- **EXERCISE REQUIREMENTS**: Can you copy out the entries from the line with "As a warehouse robot's perception module, locate bus" to the line with "234;137;254;170", requests included, and shift every bounding-box coordinate in the answers by adding 34, while leaving the requests and their sample coordinates as they are?

- **Lines of data**:
BEGIN
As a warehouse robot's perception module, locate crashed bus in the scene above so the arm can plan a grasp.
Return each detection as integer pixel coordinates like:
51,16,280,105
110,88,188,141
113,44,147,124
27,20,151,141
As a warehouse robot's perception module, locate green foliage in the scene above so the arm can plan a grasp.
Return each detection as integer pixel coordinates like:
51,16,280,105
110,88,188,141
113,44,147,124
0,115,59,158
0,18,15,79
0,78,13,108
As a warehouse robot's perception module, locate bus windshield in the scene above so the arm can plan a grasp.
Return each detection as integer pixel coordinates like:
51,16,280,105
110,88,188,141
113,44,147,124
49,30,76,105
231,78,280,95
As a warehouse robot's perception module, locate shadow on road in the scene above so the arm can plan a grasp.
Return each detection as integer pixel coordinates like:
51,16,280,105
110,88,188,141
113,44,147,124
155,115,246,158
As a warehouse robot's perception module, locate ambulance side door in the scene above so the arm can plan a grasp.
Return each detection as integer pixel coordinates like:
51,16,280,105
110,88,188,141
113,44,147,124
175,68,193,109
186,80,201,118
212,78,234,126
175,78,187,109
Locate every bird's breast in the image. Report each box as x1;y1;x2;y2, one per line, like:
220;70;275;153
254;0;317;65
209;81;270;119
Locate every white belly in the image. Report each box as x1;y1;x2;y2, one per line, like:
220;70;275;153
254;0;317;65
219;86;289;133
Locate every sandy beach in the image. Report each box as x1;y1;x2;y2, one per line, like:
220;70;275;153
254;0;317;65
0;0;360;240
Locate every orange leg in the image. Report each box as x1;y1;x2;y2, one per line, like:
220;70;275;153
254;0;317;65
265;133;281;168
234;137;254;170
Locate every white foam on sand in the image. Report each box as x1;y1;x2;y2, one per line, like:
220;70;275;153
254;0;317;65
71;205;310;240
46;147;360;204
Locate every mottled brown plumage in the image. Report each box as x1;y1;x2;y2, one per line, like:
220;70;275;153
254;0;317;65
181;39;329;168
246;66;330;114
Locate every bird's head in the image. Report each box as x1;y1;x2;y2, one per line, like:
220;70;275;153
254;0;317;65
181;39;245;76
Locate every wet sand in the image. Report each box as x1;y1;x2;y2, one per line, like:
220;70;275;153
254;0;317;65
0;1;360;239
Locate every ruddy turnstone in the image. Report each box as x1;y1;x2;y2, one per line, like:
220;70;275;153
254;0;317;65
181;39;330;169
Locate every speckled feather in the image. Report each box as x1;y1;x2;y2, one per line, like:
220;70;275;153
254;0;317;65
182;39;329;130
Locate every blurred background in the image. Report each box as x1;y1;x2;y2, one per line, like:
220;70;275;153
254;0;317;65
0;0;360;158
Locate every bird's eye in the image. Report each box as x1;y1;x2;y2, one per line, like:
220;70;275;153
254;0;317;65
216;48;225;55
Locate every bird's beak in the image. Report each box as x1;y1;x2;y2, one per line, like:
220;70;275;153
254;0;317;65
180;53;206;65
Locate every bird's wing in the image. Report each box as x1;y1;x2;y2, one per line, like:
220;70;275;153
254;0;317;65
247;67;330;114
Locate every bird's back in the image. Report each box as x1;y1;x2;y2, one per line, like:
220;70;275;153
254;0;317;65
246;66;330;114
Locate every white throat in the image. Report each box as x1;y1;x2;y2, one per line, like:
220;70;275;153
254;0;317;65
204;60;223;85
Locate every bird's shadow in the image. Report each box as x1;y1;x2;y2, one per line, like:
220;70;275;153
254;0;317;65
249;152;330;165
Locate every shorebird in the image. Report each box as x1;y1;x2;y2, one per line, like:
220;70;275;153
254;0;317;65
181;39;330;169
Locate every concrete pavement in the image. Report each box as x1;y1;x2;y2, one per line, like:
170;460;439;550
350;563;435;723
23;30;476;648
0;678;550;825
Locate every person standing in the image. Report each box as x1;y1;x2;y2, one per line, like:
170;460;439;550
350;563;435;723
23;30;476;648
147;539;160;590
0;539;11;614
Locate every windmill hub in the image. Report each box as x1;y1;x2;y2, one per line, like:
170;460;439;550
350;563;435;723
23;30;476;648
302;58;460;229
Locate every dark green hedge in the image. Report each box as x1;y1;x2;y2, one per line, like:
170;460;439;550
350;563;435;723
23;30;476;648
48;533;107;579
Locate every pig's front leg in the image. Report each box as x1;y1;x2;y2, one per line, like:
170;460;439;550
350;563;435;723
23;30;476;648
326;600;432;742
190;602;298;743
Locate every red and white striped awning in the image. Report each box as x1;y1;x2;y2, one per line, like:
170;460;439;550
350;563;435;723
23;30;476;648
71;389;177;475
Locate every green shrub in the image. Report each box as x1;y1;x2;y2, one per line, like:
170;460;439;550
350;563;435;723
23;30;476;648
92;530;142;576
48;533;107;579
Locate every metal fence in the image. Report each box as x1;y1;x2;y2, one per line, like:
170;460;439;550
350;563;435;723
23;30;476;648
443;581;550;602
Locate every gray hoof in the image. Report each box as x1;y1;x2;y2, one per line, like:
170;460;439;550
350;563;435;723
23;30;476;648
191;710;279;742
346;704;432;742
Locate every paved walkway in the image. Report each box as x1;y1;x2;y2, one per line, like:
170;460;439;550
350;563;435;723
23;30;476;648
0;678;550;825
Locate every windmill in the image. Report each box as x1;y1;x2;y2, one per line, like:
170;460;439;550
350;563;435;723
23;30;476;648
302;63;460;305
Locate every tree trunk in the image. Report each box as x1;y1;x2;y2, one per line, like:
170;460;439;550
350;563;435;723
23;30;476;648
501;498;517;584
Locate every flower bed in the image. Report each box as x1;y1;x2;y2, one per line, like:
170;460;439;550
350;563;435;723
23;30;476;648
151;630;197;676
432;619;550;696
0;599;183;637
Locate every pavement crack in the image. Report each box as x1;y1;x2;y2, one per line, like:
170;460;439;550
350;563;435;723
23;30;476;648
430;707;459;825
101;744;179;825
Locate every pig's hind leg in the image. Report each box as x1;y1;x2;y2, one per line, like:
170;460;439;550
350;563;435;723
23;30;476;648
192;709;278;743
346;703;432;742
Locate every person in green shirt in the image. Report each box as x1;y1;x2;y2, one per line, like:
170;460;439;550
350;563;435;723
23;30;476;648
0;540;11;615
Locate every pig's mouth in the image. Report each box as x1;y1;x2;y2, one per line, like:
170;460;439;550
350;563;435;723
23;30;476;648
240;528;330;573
END
- **EXERCISE OUTPUT**:
As a warehouse robot's perception module, locate bus windshield in the scene above so the arm can plan a grasp.
Return each detection as integer pixel coordinates like:
51,16,280,105
110,88,188,141
113,44,147,124
83,64,110,139
265,112,314,129
As a warehouse robot's perception module, locate shadow on road in the scene above so the arm can plan a grasp.
Return each detection as integer pixel coordinates like:
51,16,280,105
110,88,188,141
113,44,147,124
189,149,280,192
As a warehouse robot's perception module, locate ambulance side door in the scene above so the arm can plan a grasp.
Return each detection as integer pixel coordinates like:
51,16,280,105
110,88,188,141
113,44,147,124
209,102,227,143
220,114,235,152
246,112,268,160
209,112,221,143
Locate every bird's breast in the image. Report each box as x1;y1;x2;y2, one per line, like:
220;70;275;153
254;0;317;65
243;115;304;153
Locate every white belly in the image. Report each box as x1;y1;x2;y2, one per line, like:
220;70;275;153
254;0;317;65
253;120;323;167
Locate every sandy beach in the image. Report each box as x1;y1;x2;y2, one per line, like:
220;70;275;153
254;0;317;65
34;34;394;274
Locate every orange leg in the image. Report each box as x1;y1;x2;y2, one per line, like:
220;70;275;153
254;0;317;65
299;167;315;202
268;171;288;204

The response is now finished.